* **EXCERPT**:
★ ★ ★ ★

Design of Spiro[2.3]hex-1-ene, a Genetically Encodable Double-Strained Alkene for Superfast Photoclick Chemistry

Zhipeng Yu 1, Qing Lin 1,*
PMCID: PMC3971965  PMID: 24592808

Abstract

graphic file with name ja-2014-012542_0007.jpg

Reactive yet stable alkene reporters offer a facile route to studying fast biological processes via the cycloaddition-based bioorthogonal reactions. Here, we report the design and synthesis of a strained spirocyclic alkene, spiro[2.3]hex-1-ene (Sph), for an accelerated photoclick chemistry, and its site-specific introduction into proteins via amber codon suppression using the wild-type pyrrolysyl-tRNA synthetase/tRNACUA pair. Because of its high ring strain and reduced steric hindrance, Sph exhibited fast reaction kinetics (k2 up to 34 000 M–1 s–1) in the photoclick chemistry and afforded rapid (<10 s) bioorthogonal protein labeling.

★ ★ ★ ★

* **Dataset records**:

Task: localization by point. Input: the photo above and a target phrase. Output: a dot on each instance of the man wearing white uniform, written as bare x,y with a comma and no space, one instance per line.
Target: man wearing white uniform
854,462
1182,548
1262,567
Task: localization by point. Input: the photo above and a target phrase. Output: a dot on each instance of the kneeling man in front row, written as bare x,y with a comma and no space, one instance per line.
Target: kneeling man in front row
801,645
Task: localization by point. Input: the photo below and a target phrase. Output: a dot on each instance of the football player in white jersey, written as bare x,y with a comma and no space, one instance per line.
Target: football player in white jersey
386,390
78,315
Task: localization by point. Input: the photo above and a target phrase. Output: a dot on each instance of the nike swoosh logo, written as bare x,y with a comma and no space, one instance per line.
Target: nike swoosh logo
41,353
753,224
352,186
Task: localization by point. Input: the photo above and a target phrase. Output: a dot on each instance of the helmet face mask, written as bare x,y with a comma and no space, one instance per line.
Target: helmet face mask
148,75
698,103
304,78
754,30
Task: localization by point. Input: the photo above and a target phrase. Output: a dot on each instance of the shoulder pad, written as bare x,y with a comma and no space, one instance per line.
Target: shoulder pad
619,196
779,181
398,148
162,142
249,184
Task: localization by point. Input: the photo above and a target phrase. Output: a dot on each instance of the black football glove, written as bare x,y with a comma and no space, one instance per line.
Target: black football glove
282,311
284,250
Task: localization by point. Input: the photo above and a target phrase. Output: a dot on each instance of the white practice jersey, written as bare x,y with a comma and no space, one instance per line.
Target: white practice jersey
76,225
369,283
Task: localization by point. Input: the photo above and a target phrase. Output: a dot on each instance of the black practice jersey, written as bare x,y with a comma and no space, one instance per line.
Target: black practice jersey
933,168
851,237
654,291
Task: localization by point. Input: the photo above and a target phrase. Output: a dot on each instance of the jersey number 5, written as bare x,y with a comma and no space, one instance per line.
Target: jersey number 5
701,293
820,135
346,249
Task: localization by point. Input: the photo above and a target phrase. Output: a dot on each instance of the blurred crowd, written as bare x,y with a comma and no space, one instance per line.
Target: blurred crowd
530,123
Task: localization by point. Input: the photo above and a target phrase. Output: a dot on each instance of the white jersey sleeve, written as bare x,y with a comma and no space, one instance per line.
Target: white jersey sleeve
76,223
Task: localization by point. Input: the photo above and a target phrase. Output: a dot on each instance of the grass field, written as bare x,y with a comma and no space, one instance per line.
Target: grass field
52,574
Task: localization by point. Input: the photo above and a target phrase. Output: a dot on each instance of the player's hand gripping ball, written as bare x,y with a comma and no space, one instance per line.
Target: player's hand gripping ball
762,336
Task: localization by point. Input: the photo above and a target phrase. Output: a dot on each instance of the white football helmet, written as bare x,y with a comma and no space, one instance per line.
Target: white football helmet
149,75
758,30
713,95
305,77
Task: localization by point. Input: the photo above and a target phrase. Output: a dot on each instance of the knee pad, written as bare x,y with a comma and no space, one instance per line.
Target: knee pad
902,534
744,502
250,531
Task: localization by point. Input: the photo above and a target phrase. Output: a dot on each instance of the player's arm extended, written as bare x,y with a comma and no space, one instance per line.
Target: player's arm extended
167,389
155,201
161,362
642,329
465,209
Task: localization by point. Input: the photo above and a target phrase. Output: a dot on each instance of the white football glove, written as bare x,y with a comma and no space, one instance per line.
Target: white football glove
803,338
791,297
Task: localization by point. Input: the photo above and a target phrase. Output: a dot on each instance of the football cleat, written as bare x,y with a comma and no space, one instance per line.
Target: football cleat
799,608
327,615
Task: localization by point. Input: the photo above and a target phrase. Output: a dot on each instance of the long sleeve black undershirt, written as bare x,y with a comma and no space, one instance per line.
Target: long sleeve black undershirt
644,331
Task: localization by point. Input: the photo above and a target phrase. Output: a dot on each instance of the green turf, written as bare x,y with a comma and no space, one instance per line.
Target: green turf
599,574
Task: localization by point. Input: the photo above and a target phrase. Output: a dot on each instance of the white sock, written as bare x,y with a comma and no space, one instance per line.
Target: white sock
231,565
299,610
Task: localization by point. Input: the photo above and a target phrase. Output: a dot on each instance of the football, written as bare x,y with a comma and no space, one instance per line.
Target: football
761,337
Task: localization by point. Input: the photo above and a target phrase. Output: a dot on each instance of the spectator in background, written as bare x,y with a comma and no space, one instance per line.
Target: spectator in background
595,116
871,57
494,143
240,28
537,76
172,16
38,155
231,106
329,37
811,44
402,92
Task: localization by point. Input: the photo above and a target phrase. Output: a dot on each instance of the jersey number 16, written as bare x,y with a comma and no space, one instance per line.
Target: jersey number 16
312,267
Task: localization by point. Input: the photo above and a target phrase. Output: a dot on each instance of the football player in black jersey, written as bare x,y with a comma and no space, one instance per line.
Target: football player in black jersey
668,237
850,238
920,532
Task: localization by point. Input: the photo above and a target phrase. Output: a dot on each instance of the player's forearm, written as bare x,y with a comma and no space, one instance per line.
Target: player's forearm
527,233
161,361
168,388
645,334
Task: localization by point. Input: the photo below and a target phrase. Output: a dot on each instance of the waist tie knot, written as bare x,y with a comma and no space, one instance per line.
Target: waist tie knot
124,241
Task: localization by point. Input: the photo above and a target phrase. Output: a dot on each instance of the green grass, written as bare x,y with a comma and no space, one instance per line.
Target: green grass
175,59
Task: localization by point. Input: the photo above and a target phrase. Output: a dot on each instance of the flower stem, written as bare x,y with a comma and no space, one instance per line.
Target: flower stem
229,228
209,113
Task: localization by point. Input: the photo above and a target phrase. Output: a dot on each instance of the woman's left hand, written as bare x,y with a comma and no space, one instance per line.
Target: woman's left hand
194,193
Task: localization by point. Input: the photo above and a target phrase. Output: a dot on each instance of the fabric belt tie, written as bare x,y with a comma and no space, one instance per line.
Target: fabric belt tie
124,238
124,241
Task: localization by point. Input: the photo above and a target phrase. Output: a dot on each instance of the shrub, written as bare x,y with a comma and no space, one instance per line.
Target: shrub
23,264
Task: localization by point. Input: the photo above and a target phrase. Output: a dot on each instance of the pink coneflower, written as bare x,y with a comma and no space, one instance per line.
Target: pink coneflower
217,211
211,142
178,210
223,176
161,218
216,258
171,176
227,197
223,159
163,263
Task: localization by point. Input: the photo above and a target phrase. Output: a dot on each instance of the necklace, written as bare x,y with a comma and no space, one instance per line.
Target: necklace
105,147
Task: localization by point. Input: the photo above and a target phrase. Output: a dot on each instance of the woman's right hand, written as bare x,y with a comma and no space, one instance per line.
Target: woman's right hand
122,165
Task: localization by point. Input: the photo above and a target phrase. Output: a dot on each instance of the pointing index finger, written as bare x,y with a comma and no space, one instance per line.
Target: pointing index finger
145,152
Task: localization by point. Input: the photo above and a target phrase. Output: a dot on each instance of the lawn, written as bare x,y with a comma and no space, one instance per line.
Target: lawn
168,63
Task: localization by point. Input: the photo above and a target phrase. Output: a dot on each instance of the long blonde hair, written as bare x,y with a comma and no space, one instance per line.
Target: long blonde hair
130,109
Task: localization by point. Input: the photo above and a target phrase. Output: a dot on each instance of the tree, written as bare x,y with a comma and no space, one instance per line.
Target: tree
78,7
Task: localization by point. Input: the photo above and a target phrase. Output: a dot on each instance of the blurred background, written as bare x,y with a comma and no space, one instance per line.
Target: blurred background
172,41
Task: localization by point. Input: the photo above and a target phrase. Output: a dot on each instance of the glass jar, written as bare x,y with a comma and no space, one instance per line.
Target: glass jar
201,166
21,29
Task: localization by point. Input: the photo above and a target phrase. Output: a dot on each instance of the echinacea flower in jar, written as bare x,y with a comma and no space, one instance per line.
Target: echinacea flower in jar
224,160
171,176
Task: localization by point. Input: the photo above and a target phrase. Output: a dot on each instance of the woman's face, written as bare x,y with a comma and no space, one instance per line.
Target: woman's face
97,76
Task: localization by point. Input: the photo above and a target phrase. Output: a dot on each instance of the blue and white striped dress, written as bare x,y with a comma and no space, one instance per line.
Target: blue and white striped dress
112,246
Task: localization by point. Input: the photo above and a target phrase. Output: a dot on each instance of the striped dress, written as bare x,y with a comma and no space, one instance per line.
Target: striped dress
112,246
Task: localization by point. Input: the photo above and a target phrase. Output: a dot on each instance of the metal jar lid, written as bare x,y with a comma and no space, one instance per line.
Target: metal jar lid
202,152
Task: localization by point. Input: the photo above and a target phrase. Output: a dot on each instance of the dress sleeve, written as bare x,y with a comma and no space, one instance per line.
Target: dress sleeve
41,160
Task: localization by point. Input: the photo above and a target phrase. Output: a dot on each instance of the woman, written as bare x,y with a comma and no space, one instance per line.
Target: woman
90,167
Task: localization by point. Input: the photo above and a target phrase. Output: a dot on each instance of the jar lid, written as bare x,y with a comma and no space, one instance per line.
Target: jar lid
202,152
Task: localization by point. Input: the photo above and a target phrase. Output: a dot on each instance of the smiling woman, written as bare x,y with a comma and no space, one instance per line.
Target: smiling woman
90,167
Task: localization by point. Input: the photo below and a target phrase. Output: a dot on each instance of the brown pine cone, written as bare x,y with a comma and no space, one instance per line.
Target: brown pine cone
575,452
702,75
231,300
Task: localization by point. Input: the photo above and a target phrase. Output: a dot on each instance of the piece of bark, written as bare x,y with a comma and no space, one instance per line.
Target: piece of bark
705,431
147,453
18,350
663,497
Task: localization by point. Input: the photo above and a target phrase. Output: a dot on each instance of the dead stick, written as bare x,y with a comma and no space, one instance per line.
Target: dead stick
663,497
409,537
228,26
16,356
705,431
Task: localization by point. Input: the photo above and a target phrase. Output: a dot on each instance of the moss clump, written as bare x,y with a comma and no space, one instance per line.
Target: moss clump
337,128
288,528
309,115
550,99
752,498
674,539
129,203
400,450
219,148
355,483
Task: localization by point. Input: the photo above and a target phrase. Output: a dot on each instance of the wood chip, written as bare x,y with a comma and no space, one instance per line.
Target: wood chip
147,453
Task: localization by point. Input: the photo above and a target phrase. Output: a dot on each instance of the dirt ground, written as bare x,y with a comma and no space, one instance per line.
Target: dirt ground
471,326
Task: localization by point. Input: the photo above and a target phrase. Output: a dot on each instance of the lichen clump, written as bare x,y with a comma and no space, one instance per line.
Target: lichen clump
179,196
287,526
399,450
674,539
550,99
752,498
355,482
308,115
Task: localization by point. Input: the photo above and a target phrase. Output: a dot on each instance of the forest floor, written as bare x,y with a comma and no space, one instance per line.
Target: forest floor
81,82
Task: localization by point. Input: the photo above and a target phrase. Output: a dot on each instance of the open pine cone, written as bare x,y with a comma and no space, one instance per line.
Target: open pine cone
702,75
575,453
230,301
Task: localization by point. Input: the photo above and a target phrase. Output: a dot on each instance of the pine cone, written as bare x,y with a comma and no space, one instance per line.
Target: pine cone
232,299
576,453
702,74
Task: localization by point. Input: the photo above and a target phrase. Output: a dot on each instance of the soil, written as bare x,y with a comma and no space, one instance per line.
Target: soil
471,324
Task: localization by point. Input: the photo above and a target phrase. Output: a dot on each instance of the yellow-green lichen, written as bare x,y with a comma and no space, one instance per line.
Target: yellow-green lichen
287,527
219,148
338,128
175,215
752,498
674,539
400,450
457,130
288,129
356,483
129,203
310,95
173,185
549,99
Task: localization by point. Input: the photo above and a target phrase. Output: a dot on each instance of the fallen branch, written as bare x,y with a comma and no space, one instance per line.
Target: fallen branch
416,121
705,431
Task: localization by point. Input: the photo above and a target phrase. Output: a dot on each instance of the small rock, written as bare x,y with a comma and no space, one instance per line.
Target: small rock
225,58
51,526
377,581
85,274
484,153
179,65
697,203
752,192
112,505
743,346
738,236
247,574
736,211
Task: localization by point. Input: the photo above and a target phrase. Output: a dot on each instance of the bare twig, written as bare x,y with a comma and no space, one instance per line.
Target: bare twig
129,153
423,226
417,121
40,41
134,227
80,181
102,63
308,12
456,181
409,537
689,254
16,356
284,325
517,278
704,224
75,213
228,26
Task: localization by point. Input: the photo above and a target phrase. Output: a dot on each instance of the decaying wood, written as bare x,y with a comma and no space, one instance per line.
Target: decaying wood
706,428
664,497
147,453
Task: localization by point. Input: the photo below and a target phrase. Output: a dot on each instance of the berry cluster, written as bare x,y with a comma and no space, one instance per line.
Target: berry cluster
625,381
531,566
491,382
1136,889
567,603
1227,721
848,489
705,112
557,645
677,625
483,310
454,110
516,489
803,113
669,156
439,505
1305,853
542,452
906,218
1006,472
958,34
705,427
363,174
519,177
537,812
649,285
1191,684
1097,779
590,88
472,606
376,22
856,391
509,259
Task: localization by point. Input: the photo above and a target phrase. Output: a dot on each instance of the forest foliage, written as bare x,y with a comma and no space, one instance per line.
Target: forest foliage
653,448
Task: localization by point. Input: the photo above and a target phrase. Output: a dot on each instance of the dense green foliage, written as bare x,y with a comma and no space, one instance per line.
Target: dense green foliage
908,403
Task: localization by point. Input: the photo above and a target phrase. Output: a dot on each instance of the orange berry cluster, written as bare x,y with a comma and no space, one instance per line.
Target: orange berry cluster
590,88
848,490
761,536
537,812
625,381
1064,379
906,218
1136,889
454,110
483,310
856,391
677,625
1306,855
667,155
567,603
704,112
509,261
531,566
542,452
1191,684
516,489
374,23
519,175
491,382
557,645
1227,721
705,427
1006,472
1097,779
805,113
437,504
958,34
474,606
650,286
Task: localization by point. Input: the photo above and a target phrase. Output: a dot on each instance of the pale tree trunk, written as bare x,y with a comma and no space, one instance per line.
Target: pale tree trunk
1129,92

★ ★ ★ ★

Please transcribe the part of the Sph abstract that begins at the words "Reactive yet stable" and stops after "bioorthogonal protein labeling.".

* **RESULT FOR THIS EXERCISE**:
Reactive yet stable alkene reporters offer a facile route to studying fast biological processes via the cycloaddition-based bioorthogonal reactions. Here, we report the design and synthesis of a strained spirocyclic alkene, spiro[2.3]hex-1-ene (Sph), for an accelerated photoclick chemistry, and its site-specific introduction into proteins via amber codon suppression using the wild-type pyrrolysyl-tRNA synthetase/tRNACUA pair. Because of its high ring strain and reduced steric hindrance, Sph exhibited fast reaction kinetics (k2 up to 34 000 M–1 s–1) in the photoclick chemistry and afforded rapid (<10 s) bioorthogonal protein labeling.